Stored records:
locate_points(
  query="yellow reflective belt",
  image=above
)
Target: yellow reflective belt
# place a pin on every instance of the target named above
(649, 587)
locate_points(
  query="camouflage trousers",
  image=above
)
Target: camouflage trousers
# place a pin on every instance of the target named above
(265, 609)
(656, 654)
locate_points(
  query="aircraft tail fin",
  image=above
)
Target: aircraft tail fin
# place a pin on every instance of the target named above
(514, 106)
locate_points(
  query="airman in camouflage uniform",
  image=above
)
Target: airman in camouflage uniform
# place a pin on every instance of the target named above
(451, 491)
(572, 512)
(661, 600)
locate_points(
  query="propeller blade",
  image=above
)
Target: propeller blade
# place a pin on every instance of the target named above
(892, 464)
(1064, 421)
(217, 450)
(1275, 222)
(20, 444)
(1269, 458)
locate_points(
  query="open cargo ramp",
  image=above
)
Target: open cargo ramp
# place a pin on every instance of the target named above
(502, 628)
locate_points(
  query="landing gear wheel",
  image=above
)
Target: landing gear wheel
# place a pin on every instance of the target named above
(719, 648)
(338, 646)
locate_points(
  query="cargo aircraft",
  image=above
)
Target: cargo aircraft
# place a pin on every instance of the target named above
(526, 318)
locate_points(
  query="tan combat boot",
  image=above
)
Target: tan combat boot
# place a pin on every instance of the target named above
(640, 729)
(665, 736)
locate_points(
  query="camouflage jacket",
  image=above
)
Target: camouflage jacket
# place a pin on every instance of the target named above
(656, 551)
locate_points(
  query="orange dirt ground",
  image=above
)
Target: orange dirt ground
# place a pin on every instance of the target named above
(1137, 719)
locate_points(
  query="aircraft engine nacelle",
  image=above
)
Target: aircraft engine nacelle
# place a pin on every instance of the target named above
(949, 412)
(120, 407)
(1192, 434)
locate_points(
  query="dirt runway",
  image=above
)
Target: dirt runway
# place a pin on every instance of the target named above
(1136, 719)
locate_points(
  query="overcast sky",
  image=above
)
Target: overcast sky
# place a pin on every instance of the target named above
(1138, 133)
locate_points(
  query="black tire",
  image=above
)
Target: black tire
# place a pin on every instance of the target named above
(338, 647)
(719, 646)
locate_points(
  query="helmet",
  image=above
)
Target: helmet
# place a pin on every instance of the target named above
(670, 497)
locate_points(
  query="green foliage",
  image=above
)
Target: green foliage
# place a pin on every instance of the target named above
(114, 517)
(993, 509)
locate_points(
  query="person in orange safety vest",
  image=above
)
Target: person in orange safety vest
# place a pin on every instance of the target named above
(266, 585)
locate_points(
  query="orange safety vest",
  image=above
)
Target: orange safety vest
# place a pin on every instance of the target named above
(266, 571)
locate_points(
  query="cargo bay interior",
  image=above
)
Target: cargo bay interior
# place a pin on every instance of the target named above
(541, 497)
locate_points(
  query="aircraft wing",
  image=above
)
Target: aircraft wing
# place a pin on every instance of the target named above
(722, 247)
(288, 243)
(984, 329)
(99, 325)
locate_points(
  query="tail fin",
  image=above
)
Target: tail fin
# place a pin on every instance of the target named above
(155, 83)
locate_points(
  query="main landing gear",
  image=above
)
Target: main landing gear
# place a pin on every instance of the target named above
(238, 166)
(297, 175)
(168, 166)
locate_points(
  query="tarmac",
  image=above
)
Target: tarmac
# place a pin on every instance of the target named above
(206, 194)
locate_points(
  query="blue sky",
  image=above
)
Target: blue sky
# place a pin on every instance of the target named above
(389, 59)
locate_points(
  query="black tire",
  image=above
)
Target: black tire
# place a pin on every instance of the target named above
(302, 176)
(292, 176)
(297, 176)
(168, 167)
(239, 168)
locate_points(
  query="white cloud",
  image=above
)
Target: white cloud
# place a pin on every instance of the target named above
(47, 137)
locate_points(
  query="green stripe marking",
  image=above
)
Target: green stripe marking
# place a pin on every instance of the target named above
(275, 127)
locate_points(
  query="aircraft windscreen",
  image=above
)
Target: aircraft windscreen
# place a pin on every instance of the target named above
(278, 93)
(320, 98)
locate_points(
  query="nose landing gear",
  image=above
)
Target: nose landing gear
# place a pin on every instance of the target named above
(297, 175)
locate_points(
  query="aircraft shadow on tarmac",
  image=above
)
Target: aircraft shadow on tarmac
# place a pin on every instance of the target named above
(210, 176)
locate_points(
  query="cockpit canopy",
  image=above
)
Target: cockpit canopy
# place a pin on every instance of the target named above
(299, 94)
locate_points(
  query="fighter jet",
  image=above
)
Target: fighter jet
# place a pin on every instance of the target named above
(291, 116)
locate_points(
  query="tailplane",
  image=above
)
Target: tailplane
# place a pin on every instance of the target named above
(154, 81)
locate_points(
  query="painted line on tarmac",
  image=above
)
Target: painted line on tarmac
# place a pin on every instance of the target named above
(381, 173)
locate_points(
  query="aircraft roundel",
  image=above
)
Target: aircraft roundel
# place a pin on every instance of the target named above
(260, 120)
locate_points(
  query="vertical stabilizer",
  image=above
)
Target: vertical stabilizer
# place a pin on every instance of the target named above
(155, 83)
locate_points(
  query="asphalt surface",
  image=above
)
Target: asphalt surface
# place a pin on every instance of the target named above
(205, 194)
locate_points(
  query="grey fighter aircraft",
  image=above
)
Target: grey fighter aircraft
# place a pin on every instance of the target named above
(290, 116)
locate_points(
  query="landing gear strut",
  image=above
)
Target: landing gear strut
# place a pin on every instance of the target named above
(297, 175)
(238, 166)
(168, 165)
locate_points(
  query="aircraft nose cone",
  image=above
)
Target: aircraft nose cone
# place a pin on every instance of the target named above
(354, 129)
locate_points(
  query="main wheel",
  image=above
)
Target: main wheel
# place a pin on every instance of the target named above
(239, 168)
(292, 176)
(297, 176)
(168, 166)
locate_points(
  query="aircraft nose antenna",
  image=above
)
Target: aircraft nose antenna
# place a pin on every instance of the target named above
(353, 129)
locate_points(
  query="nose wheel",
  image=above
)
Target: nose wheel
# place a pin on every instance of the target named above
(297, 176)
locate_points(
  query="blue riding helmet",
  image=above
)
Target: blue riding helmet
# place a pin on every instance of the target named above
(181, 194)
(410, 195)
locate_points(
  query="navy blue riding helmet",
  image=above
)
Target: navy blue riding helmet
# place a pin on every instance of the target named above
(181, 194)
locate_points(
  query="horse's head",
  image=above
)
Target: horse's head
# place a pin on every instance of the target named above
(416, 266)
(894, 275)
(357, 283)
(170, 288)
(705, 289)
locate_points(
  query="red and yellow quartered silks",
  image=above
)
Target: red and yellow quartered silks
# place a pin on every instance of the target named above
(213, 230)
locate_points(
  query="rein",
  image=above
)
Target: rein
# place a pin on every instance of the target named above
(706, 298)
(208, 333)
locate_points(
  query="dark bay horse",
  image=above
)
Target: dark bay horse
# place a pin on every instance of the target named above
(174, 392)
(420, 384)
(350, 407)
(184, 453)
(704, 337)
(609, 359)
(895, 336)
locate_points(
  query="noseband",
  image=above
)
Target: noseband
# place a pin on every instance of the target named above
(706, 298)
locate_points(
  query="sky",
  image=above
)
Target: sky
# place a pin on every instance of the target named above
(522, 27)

**WHAT IS NEEDED**
Please quote the data above in full, with no line missing.

**TASK RESPONSE**
locate_points(
  query="yellow reflective belt",
  image=above
)
Target: yellow reflective belt
# place a pin on every instance of the target named above
(649, 587)
locate_points(
  query="camouflage trousers",
  image=above
)
Target: camouflage trousers
# place a pin on every instance of the target named above
(265, 609)
(656, 654)
locate_points(
  query="aircraft tail fin",
  image=above
)
Target: aircraft tail fin
# place a pin on every instance of the target named above
(514, 106)
locate_points(
  query="airman in camouflage uniform",
  image=above
)
Target: airman in camouflage uniform
# place a pin on every instance of the target named above
(451, 491)
(572, 512)
(661, 600)
locate_points(
  query="propeller blade",
  image=above
)
Target: propeller blade
# place a pin on every instance of the target named above
(892, 464)
(1064, 421)
(217, 450)
(1275, 222)
(20, 444)
(1269, 458)
locate_points(
  query="open cargo ramp",
  image=above
)
Target: open cargo ramp
# place a pin on every instance of the target named above
(502, 628)
locate_points(
  query="landing gear wheel",
  image=above
)
Target: landing gear wheel
# place a pin on every instance of the target named above
(719, 648)
(338, 646)
locate_points(
  query="cargo aircraft",
  image=above
)
Target: cargo aircraft
# place a pin on every instance of the target named above
(526, 318)
locate_points(
  query="tan combat boot",
  image=above
)
Target: tan combat boot
# place a pin on every instance of the target named above
(640, 729)
(665, 736)
locate_points(
  query="camouflage jacket",
  image=above
)
Target: camouflage jacket
# place a pin on every instance of the target named above
(656, 551)
locate_points(
  query="orange dirt ground",
  image=above
)
Target: orange dirt ground
# place a pin on every instance of the target named above
(1137, 719)
locate_points(
  query="aircraft engine nacelle",
  image=above
)
Target: aircraft engine nacelle
# place a pin on every instance of the target named above
(949, 412)
(120, 407)
(1192, 434)
locate_points(
  query="dirt runway",
  image=above
)
Target: dirt runway
# place a pin on every instance of the target named above
(1136, 719)
locate_points(
  query="overcast sky",
  image=above
)
Target: overcast sky
# place a pin on every instance of the target named above
(1138, 133)
locate_points(
  query="black tire",
  image=above
)
Target: black tire
# place a pin on every instance of the target named above
(338, 647)
(719, 646)
locate_points(
  query="helmet",
  image=above
)
Target: helmet
# place a pin on every instance of the target named above
(670, 497)
locate_points(
  query="green foliage",
  image=above
)
Target: green foliage
# place a pin on every instance of the target named above
(114, 517)
(993, 509)
locate_points(
  query="person in orange safety vest",
  image=above
)
Target: person in orange safety vest
# place a pin on every instance of the target named above
(266, 585)
locate_points(
  query="orange safety vest",
  image=above
)
Target: orange safety vest
# place a pin on every instance of the target named above
(266, 571)
locate_points(
  query="cargo bay interior",
  image=above
)
Target: cargo bay interior
# place a pin on every instance of the target named above
(541, 497)
locate_points(
  query="aircraft wing",
  image=above
)
Target: aircraft wing
# place a pin on every instance of the target named above
(722, 247)
(288, 243)
(984, 329)
(99, 325)
locate_points(
  query="tail fin",
  image=above
)
Target: tail fin
# place a pin on every instance of the target named above
(155, 83)
locate_points(
  query="main landing gear",
  image=above
)
Target: main landing gear
# place a pin on every instance of the target named above
(238, 166)
(297, 175)
(168, 166)
locate_points(
  query="tarmac",
  image=above
)
Target: tarmac
# place a pin on every instance of the target named above
(206, 194)
locate_points(
  query="blue sky",
  image=above
)
Target: blue sky
# place a pin on every instance of the target named above
(389, 59)
locate_points(
  query="black tire",
  image=above
)
Target: black tire
# place a pin on every instance of the target named above
(302, 176)
(292, 176)
(297, 176)
(168, 167)
(239, 168)
locate_points(
  query="white cloud",
  image=above
)
Target: white cloud
# place a pin on every instance of the target named above
(47, 137)
locate_points(
  query="green stripe marking",
  image=above
)
Target: green stripe marking
# place a pin on every instance of the target named above
(275, 127)
locate_points(
  query="aircraft windscreen",
  image=above
)
Target: aircraft windscreen
# place a pin on every instance of the target named above
(278, 93)
(320, 98)
locate_points(
  query="nose landing gear",
  image=above
)
Target: nose landing gear
# place a pin on every instance of the target named above
(297, 175)
locate_points(
  query="aircraft shadow on tarmac",
  image=above
)
Target: aircraft shadow on tarmac
# place a pin on every instance of the target named above
(210, 176)
locate_points(
  query="cockpit canopy",
  image=above
)
Target: cockpit canopy
# place a pin on every instance of the target named above
(299, 94)
locate_points(
  query="fighter jet",
  image=above
)
Target: fighter jet
# place a pin on every instance of the target named above
(291, 116)
locate_points(
  query="tailplane",
  image=above
)
Target: tailplane
# place a pin on every instance of the target named above
(154, 81)
locate_points(
  query="painted line on tarmac",
  image=above
)
Target: painted line on tarmac
# place a pin on every instance of the target named above
(381, 173)
locate_points(
  query="aircraft roundel",
  image=above
)
Target: aircraft roundel
# place a pin on every instance of the target named above
(260, 120)
locate_points(
  query="vertical stabilizer",
  image=above
)
Target: vertical stabilizer
# place a pin on every instance of the target named above
(155, 83)
locate_points(
  query="asphalt surface",
  image=above
)
Target: asphalt surface
# place a pin on every instance of the target named above
(205, 194)
locate_points(
  query="grey fighter aircraft",
  image=above
)
Target: grey fighter aircraft
# place a pin on every instance of the target named above
(290, 116)
locate_points(
  query="landing gear strut",
  image=above
)
Target: landing gear strut
# place a pin on every instance of the target named above
(297, 175)
(238, 166)
(168, 165)
locate_points(
  query="aircraft nose cone",
  image=above
)
Target: aircraft nose cone
# place a pin on every instance of the target named above
(354, 129)
locate_points(
  query="main wheel",
  image=above
)
Target: main wheel
# place a pin on every instance of the target named above
(239, 168)
(292, 176)
(297, 176)
(168, 166)
locate_points(
  query="aircraft nose antenna",
  image=above
)
Target: aircraft nose antenna
# place a pin on every instance of the target named above
(353, 129)
locate_points(
  query="nose wheel",
  image=above
)
Target: nose wheel
# place a pin on every instance of the target named above
(297, 176)
locate_points(
  query="blue riding helmet",
  image=above
)
Target: blue riding helmet
# place a pin on every instance of the target named above
(181, 194)
(410, 195)
locate_points(
  query="navy blue riding helmet",
  image=above
)
Target: navy blue riding helmet
# place a pin on every instance of the target named above
(181, 194)
locate_points(
  query="horse's head",
  image=above
)
Target: horse's head
# place a pin on every instance of the target named above
(416, 266)
(894, 275)
(357, 283)
(170, 288)
(705, 289)
locate_points(
  query="red and yellow quartered silks",
  image=above
)
Target: red and yellow quartered silks
# place a pin on every instance of the target named above
(213, 230)
locate_points(
  query="rein",
  image=above
)
Target: rein
# place a pin on every instance of the target named above
(706, 298)
(208, 333)
locate_points(
  query="dark bay horse",
  image=above
)
Target: dark bay horse
# place a pin on every instance of the target named above
(174, 392)
(420, 384)
(350, 407)
(184, 453)
(704, 337)
(609, 359)
(895, 336)
locate_points(
  query="noseband",
  image=above
)
Target: noseband
# place a pin on every instance of the target named above
(706, 298)
locate_points(
  query="sky",
  image=above
)
Target: sky
# place a pin on every instance of the target named above
(522, 27)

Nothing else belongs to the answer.